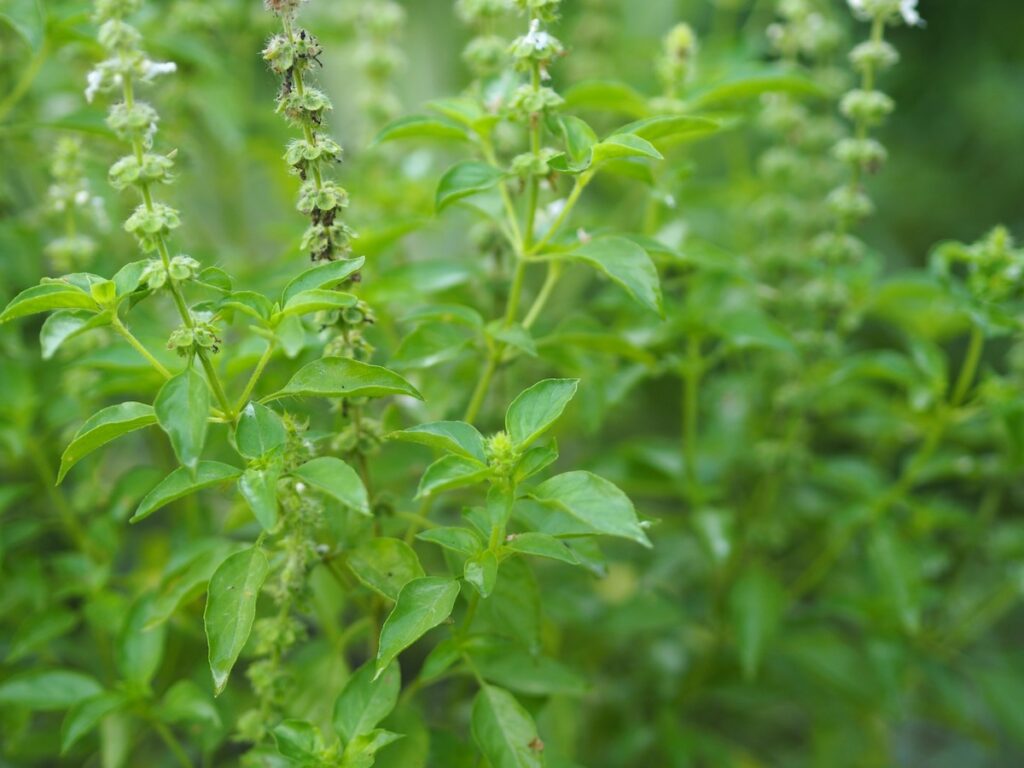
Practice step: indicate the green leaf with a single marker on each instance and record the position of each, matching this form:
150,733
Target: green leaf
46,297
672,127
465,179
140,645
83,718
606,95
418,126
230,608
385,565
451,436
105,426
182,408
481,571
47,690
542,545
423,604
366,700
582,504
504,730
756,605
259,488
260,431
451,472
620,145
338,480
625,263
323,275
463,541
297,740
65,325
308,302
537,409
181,482
341,377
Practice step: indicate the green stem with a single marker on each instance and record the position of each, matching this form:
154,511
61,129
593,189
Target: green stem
138,346
970,369
256,375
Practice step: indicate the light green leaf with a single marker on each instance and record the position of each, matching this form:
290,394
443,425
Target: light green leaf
537,409
260,430
46,297
621,145
625,263
451,472
182,408
504,730
259,488
47,690
181,482
83,718
308,302
322,275
756,605
542,545
338,480
105,426
451,436
465,179
463,541
385,565
423,604
366,700
230,608
581,504
341,377
418,126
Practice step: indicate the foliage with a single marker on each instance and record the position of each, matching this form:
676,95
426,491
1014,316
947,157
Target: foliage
590,422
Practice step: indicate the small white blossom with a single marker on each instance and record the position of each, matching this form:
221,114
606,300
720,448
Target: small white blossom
155,69
94,81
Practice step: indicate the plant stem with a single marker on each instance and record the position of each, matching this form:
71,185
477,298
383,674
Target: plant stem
970,369
138,346
256,375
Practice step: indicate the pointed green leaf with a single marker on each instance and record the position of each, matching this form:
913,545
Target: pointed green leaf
47,690
451,436
46,297
260,430
182,408
83,718
308,302
581,503
463,541
504,730
338,480
625,263
323,275
385,565
181,482
451,472
366,700
464,179
259,488
537,409
423,604
341,377
108,425
230,608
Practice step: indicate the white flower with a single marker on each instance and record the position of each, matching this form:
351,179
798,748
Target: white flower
908,9
95,81
155,69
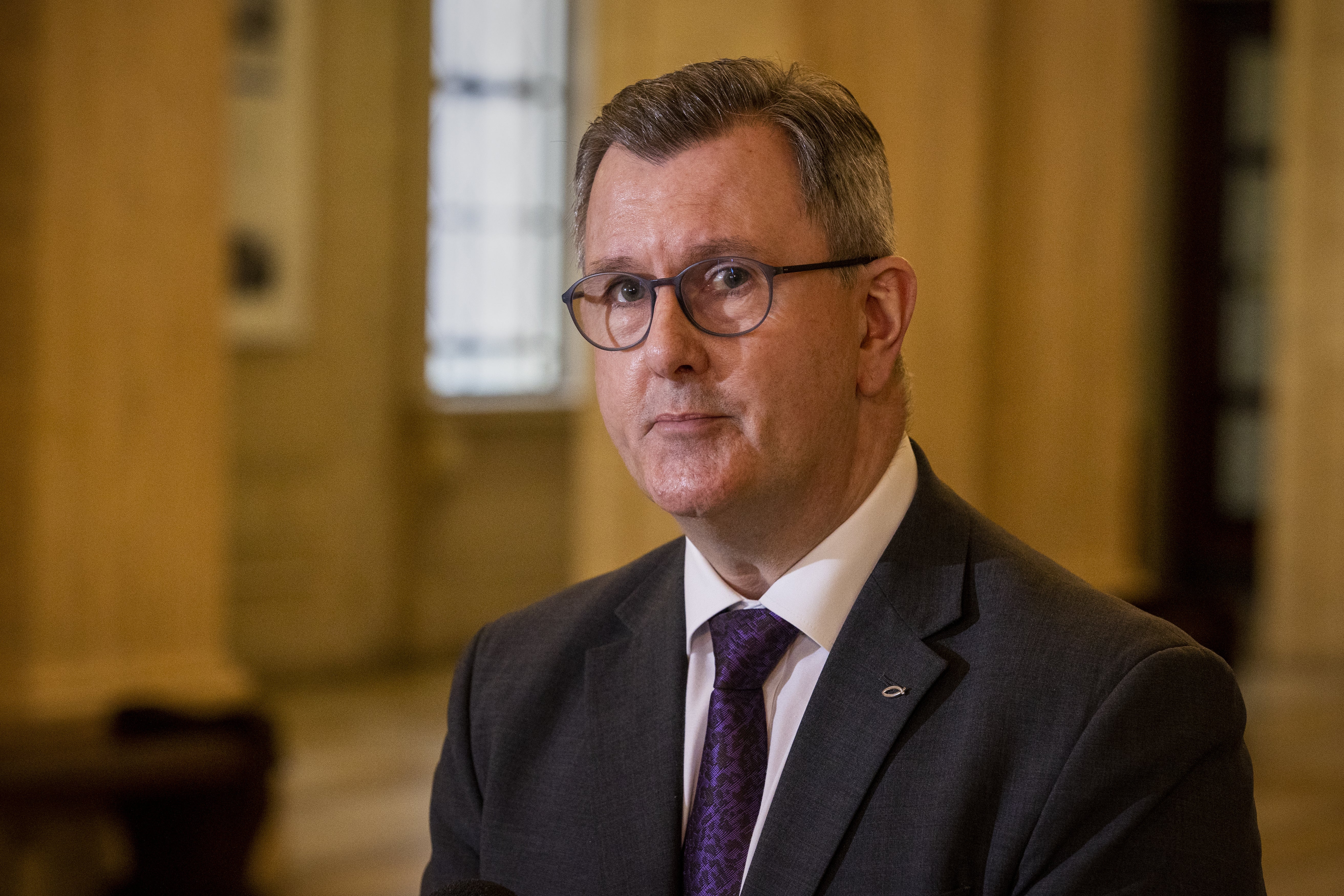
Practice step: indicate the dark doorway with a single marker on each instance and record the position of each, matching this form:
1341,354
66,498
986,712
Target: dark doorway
1218,327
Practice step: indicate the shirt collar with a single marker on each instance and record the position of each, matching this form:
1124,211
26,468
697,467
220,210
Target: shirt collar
818,593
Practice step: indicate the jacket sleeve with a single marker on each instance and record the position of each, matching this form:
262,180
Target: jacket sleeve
1156,794
455,810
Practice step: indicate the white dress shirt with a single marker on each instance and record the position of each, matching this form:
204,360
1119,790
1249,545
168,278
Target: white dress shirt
815,596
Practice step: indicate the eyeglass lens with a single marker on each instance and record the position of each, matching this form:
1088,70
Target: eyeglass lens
724,296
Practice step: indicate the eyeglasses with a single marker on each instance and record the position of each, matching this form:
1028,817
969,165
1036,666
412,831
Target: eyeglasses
720,296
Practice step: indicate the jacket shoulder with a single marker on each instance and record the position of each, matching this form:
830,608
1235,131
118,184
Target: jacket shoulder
584,614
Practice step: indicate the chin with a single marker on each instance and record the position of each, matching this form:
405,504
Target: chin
691,489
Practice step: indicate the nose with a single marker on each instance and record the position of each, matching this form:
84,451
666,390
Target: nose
674,347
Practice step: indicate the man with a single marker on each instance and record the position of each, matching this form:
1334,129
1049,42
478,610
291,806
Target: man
845,679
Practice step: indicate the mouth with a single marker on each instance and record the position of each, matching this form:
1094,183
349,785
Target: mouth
689,422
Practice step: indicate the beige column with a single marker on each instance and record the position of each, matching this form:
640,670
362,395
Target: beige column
1065,275
1303,549
112,363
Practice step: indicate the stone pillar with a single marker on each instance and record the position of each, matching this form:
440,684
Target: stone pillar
112,358
1303,550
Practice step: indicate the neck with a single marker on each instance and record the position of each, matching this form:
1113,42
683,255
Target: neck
757,542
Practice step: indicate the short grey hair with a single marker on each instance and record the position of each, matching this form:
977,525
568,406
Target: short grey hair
842,163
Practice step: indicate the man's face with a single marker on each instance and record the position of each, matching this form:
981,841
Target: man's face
706,424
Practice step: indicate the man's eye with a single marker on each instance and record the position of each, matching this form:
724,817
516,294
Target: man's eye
627,291
732,277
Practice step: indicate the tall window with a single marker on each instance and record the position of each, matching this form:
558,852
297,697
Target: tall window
496,198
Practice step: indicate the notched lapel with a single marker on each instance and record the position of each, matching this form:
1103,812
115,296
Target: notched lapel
850,727
846,735
635,694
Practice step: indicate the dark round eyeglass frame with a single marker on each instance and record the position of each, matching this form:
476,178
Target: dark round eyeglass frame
675,283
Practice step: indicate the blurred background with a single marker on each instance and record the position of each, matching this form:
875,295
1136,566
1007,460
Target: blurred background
268,460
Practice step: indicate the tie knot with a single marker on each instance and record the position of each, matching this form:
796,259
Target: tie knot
748,644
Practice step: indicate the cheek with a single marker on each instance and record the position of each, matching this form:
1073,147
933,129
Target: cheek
616,382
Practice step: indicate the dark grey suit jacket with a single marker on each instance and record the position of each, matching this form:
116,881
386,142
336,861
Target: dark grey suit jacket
1052,739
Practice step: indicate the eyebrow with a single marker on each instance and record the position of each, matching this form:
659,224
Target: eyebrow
698,253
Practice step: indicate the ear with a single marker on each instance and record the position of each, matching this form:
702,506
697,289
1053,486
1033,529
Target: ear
889,305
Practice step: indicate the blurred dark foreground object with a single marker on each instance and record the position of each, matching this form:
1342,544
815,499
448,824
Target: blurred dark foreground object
190,793
474,889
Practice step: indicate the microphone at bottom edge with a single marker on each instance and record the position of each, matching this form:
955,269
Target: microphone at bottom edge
474,889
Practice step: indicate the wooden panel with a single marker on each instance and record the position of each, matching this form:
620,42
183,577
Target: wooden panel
1304,550
1065,275
115,406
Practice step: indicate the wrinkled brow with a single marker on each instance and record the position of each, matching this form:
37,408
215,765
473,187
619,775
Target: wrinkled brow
713,249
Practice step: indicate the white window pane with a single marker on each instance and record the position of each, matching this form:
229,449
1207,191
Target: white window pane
496,198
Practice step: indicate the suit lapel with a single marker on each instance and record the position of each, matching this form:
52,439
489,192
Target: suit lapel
635,695
850,727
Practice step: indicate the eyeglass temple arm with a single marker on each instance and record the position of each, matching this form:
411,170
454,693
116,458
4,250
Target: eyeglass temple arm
849,262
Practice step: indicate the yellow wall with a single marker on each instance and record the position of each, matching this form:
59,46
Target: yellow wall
1304,554
112,362
367,527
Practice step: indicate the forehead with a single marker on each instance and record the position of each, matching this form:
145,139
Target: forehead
738,191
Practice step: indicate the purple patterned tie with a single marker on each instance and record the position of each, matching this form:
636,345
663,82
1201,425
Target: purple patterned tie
748,644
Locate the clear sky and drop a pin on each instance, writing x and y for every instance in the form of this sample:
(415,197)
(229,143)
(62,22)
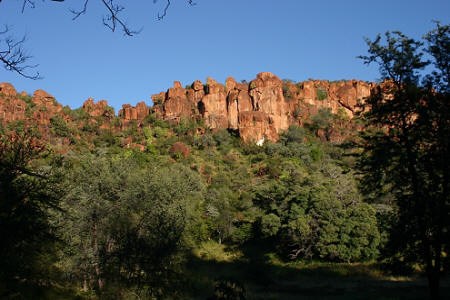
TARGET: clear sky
(294,39)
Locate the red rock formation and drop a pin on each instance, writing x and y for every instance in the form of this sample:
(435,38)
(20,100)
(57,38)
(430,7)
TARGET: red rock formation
(176,104)
(140,112)
(259,110)
(7,90)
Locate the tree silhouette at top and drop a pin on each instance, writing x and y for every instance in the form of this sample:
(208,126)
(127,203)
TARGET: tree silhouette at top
(408,151)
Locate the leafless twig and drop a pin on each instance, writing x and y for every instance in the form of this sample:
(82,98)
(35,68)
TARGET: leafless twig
(14,57)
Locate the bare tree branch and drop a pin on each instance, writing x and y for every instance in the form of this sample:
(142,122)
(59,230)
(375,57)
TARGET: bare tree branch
(14,57)
(166,8)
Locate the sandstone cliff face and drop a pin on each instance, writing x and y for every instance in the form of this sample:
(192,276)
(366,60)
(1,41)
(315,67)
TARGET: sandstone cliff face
(259,110)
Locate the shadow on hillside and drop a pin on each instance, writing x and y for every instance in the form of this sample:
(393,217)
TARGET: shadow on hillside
(265,280)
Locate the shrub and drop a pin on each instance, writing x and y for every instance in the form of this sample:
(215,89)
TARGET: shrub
(59,126)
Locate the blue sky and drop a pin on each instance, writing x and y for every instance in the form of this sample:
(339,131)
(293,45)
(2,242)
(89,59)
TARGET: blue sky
(294,39)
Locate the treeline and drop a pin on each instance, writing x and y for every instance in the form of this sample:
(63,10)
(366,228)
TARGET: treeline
(117,220)
(117,223)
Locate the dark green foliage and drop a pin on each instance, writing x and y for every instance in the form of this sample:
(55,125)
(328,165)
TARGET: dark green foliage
(408,156)
(27,196)
(320,215)
(129,222)
(228,289)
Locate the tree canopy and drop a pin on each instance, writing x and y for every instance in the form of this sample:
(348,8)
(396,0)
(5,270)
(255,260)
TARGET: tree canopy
(407,154)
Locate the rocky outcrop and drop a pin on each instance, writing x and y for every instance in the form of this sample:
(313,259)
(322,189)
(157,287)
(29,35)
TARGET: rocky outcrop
(261,109)
(258,111)
(139,112)
(8,90)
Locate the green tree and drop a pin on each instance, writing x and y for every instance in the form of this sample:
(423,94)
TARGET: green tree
(27,195)
(127,223)
(406,148)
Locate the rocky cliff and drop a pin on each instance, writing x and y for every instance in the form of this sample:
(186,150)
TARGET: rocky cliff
(258,110)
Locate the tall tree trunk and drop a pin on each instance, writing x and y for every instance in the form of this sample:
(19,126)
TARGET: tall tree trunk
(97,257)
(434,284)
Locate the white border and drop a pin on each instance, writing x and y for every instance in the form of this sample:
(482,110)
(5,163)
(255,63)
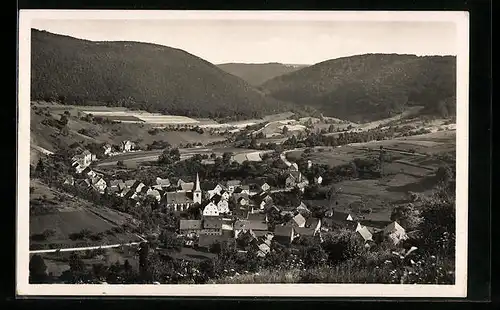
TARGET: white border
(461,19)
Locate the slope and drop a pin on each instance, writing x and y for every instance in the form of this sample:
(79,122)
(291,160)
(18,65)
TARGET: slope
(372,86)
(139,75)
(256,74)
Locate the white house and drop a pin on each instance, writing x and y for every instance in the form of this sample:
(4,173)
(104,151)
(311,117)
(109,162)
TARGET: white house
(127,146)
(210,209)
(395,232)
(318,179)
(107,149)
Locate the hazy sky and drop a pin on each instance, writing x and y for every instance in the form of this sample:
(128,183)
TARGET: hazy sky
(294,42)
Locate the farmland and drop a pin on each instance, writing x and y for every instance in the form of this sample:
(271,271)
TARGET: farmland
(239,155)
(404,173)
(64,215)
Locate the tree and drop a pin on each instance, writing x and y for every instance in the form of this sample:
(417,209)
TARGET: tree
(37,269)
(407,216)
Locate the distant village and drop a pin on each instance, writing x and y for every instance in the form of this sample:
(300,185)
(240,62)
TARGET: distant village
(217,222)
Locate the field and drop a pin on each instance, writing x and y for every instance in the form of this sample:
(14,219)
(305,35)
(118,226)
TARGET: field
(83,132)
(134,158)
(64,215)
(408,173)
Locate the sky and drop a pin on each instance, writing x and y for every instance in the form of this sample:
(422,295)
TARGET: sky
(254,41)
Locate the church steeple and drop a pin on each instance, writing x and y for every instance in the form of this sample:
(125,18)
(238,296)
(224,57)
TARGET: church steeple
(197,191)
(197,187)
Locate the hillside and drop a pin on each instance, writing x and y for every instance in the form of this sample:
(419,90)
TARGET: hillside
(372,86)
(256,74)
(139,75)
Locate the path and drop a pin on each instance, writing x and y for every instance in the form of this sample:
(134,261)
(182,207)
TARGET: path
(90,247)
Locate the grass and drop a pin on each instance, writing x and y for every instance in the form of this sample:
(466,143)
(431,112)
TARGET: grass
(68,215)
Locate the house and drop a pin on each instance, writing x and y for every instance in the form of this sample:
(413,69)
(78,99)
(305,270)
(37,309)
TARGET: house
(303,209)
(186,187)
(293,178)
(197,190)
(263,249)
(118,184)
(69,181)
(264,186)
(107,149)
(309,164)
(227,227)
(242,189)
(262,199)
(89,172)
(190,228)
(304,231)
(99,184)
(225,195)
(364,232)
(222,204)
(154,193)
(232,185)
(87,157)
(126,146)
(395,232)
(212,225)
(297,221)
(129,183)
(178,201)
(262,217)
(246,225)
(313,223)
(162,183)
(284,234)
(210,209)
(241,199)
(217,190)
(205,242)
(302,185)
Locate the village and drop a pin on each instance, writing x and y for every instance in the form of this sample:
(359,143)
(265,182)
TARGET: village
(231,210)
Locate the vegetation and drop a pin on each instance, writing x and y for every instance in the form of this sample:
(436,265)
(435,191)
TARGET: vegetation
(372,86)
(256,74)
(151,77)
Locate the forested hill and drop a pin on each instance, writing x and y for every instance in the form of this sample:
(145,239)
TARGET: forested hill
(256,74)
(140,75)
(372,86)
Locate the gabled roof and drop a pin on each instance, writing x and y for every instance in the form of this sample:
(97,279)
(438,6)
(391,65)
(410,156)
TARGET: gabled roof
(208,240)
(312,222)
(233,183)
(365,233)
(162,182)
(187,186)
(304,231)
(241,188)
(299,219)
(392,227)
(130,183)
(250,225)
(240,196)
(283,231)
(116,182)
(256,217)
(190,224)
(177,198)
(213,222)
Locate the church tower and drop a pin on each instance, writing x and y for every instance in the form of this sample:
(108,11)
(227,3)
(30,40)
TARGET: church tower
(197,191)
━━━
What is needed is an exact copy of the lines above, from the one holding "Locate the blue" down to the one holding "Locate the slope", with those two included and the pictures left out.

Locate the blue sky and drop a pin on each instance, writing x and y for every instance in the form of this sample:
(339,131)
(293,45)
(2,242)
(89,59)
TARGET: blue sky
(294,39)
Locate the treeline and drop a pin on each instance, writing x and y for every instance in the form of this sample:
(63,10)
(366,228)
TARGET: treeline
(117,220)
(117,223)
Locate the dark green foliage and drop a pin on each instance, writing x and y for every instance in the form of this sample:
(55,125)
(328,165)
TARGET: dark green foliage
(408,156)
(27,196)
(320,215)
(129,222)
(228,289)
Locate the tree canopy and drop a pin on each instance, writing x and y for every instance in the form of this sample:
(348,8)
(396,0)
(5,270)
(255,260)
TARGET: tree canopy
(407,154)
Locate the rocky outcrop and drop a pin on each instance, writing x and y for every instance in the form of this sample:
(313,259)
(322,189)
(157,287)
(29,35)
TARGET: rocky outcrop
(261,109)
(258,111)
(139,112)
(8,90)
Locate the green tree and drop a pin on each instance, writing x and y for every instance in the form of this sample:
(423,94)
TARGET: green tree
(27,195)
(127,223)
(406,148)
Locate the rocky cliff and drop a pin on each instance, writing x and y for every instance in the form of this sample:
(186,150)
TARGET: rocky cliff
(258,110)
Locate the tall tree trunk and drop a pin on each instance, writing x and y for every instance in the form of this sample:
(19,126)
TARGET: tall tree trunk
(97,257)
(434,284)
Locate the white border and drop a pin on each instance, writing x and y for every instance in the form of this sample:
(482,110)
(5,163)
(255,63)
TARGET: white border
(461,19)
Locate the slope and drop a pin on each instance, writing x and y for every instance in the form of this sample:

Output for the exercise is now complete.